QUESTIONS
(A) In the article on Ethiopian jazz, at which restaurant did Selam Seyoum Woldemariam lead his trio every Friday?
(B) Please write what comes next in the article on Ethiopian jazz, picking up after its final sentence.

2 DC Ethio-Jazz Greats Have New Albums

Selam Woldemariam’s new album “Grace” was released in January. (Courtesy of Selam Woldemariam)


Two Local Ethiopian Jazz Greats Have New Albums

Every Friday from 2016 until recently in a small, second-floor room of the Crystal City restaurant Enjera, Ethiopian guitarist Selam Seyoum Woldemariam has led his trio through minor key, groove-filled renditions of 20th century Ethiopian songs. For the crowd of mostly 40-something-and-up Ethiopians in attendance, Woldemariam’s catalogue brought back memories of when these tunes were the radio soundtrack to their lives. The band stands on a tiny stage jammed up against a wall, playing their lounge-funky East African jazz for an audience of roughly 50 people who enjoy plates of Ethiopian and Eritrean food with spongy injera or just drink and socialize at tables close by.

Performing live, Woldemariam says, gave him “the utmost satisfaction and a chance to meet my fans,” who he says treasured his shows and aren’t fans of going out to other types of nightlife like dance clubs or hookah bars.

Woldemariam, 65, is one of the stars of a lively Ethiopian music scene that, before the pandemic, encompassed local clubs and restaurants, most notably in D.C., Silver Spring, and Falls Church. But as the novel coronavirus has spread, restaurant closures and bans on large gatherings has put everything on pause, including gigs for two popular Ethiopian artists who just released new albums.

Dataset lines

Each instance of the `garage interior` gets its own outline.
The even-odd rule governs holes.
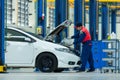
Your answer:
[[[1,80],[120,80],[120,0],[1,0],[0,21]],[[77,33],[76,22],[91,34],[94,72],[77,72],[82,45],[69,40]],[[52,47],[63,54],[49,54],[55,52]],[[67,56],[66,47],[77,48],[77,57]]]

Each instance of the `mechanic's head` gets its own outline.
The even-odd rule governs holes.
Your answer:
[[[80,22],[78,22],[78,23],[76,23],[76,25],[75,25],[75,28],[77,29],[77,30],[81,30],[82,29],[82,23],[80,23]]]

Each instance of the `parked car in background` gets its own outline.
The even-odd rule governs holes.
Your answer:
[[[8,67],[37,67],[42,72],[63,71],[79,66],[79,56],[69,48],[54,43],[56,36],[70,26],[69,20],[60,24],[44,39],[12,26],[5,29],[5,64]]]

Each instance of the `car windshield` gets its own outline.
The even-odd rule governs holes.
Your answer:
[[[36,38],[38,38],[38,39],[43,40],[43,37],[41,35],[37,35],[37,34],[31,33],[31,32],[27,32],[27,33],[34,36],[34,37],[36,37]]]

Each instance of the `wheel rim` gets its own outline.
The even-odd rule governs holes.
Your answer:
[[[43,71],[49,71],[53,66],[53,60],[50,57],[45,56],[41,59],[41,66]]]

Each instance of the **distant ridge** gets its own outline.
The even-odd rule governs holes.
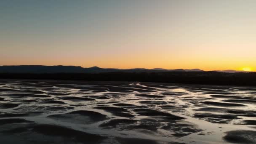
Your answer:
[[[248,72],[243,71],[227,70],[213,71],[218,72],[235,73]],[[168,69],[160,68],[153,69],[134,68],[130,69],[119,69],[114,68],[101,68],[98,67],[83,68],[80,66],[43,66],[43,65],[19,65],[0,66],[0,73],[99,73],[111,72],[204,72],[198,69]]]
[[[236,72],[253,72],[244,71],[243,70],[215,70],[215,72],[228,72],[228,73],[236,73]]]

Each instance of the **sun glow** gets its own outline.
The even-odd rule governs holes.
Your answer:
[[[242,69],[244,71],[246,71],[246,72],[252,71],[252,69],[251,67],[243,67]]]

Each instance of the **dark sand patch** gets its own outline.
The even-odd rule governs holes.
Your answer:
[[[68,94],[59,93],[48,93],[48,94],[51,95],[53,95],[53,96],[68,96],[68,95],[69,95],[69,94]]]
[[[238,103],[256,104],[256,100],[228,99],[223,100],[222,101],[225,102],[237,102]]]
[[[40,102],[41,104],[66,104],[63,101],[55,101],[55,100],[50,100],[46,101],[43,101]]]
[[[9,109],[18,107],[19,105],[16,104],[0,104],[0,109]]]
[[[98,135],[88,133],[61,126],[48,124],[32,125],[27,127],[13,128],[3,132],[4,133],[6,134],[19,133],[20,135],[24,136],[26,136],[24,135],[33,136],[36,134],[35,133],[52,136],[51,139],[47,139],[48,142],[50,143],[58,143],[58,141],[60,140],[60,142],[62,141],[64,142],[65,143],[72,143],[76,141],[82,144],[96,144],[100,143],[105,139],[105,137]],[[56,138],[61,137],[61,139],[56,139],[56,138],[52,139],[52,136]],[[35,142],[44,141],[42,141],[41,138],[45,139],[48,137],[41,136],[39,137],[39,139],[37,139],[38,141]],[[23,140],[25,141],[28,141],[26,139]]]
[[[223,137],[226,141],[237,144],[256,144],[256,131],[240,130],[228,131]]]
[[[184,118],[179,117],[169,113],[161,112],[156,110],[146,109],[137,109],[134,110],[139,115],[147,116],[163,116],[168,117],[169,119],[173,120],[182,120]]]
[[[63,99],[63,100],[69,100],[71,101],[94,101],[94,99],[88,98],[84,98],[84,97],[73,97],[73,96],[63,96],[59,98],[60,99]]]
[[[164,109],[173,109],[178,108],[178,107],[177,107],[174,106],[170,105],[161,106],[160,106],[160,107]]]
[[[134,117],[135,116],[130,113],[122,112],[112,112],[113,115],[117,117]]]
[[[204,94],[220,94],[220,95],[230,95],[230,94],[236,94],[237,93],[221,93],[221,92],[205,92],[203,93]]]
[[[187,94],[187,93],[183,93],[183,92],[164,92],[161,93],[163,95],[166,95],[168,96],[181,96],[184,94]]]
[[[211,95],[211,96],[216,98],[240,99],[245,100],[256,100],[256,98],[250,97],[244,97],[241,96],[228,96],[228,95]]]
[[[157,141],[146,139],[141,139],[138,138],[121,138],[117,139],[117,141],[121,144],[157,144]]]
[[[135,96],[140,96],[142,97],[149,98],[163,98],[164,96],[159,95],[155,95],[152,94],[136,94]]]
[[[142,104],[169,104],[168,102],[165,101],[140,101],[139,103]]]
[[[30,94],[30,93],[7,93],[5,94],[4,96],[9,96],[11,97],[14,97],[16,98],[22,98],[24,97],[38,97],[38,98],[45,98],[51,97],[49,96],[40,94]]]
[[[99,109],[103,109],[109,112],[129,112],[127,109],[120,107],[100,106],[95,107],[95,108]]]
[[[21,118],[8,118],[0,120],[0,125],[13,124],[15,123],[31,123],[32,121],[27,120]]]
[[[107,119],[106,115],[100,113],[86,110],[49,115],[48,117],[65,122],[80,124],[91,124]]]
[[[206,101],[201,102],[201,103],[206,104],[207,105],[211,105],[215,106],[223,107],[245,107],[245,105],[236,104],[236,103],[227,103],[224,102],[219,102],[214,101]]]
[[[205,120],[213,123],[229,123],[234,119],[240,119],[234,115],[216,115],[211,113],[195,114],[195,117],[203,118]]]
[[[245,120],[243,121],[246,125],[256,125],[256,120]]]
[[[105,128],[115,128],[119,125],[125,125],[136,123],[137,120],[131,119],[113,119],[99,125],[100,127]]]
[[[123,107],[134,107],[136,106],[136,105],[132,104],[125,104],[125,103],[118,103],[118,104],[113,104],[113,105],[116,106],[120,106]]]
[[[28,116],[34,116],[40,115],[42,112],[27,112],[26,113],[13,114],[0,112],[0,117],[22,117]]]
[[[203,131],[196,125],[191,124],[177,123],[168,123],[167,125],[162,127],[161,128],[173,131],[174,133],[172,135],[178,137],[185,136],[193,133]]]
[[[38,99],[29,99],[29,100],[14,100],[14,101],[14,101],[14,102],[19,102],[22,103],[31,103],[31,102],[36,102],[37,101],[38,101]]]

ANSWERS IN ORDER
(A) Enjera, in Crystal City.

(B)
Hailu Mergia, a 74-year-old keyboardist and accordionist based in Fort Washington, typically brings his funky Ethio-jazz to larger venues, such as the Kennedy Center Millennium Stage or the 600-person capacity Hamilton. On March 27, Mergia released his new album, Yene Mircha. The Washington Post and music website Pitchfork have hailed both hailed the new work, but because of the pandemic, Mergia has been unable to translate that acclaim into live appearances: His American and European tour have been cancelled.

Woldemariam also recently released a new album, Grace, in January, under the name Selam “Selamino” Seyoum. (Seyoum is his father’s last name and Woldemariam is his grandfather’s last name.) He was able to put on some album release shows locally and one in Texas before the pandemic, though planned shows in Oakland, Calif., and Los Angeles have been cancelled.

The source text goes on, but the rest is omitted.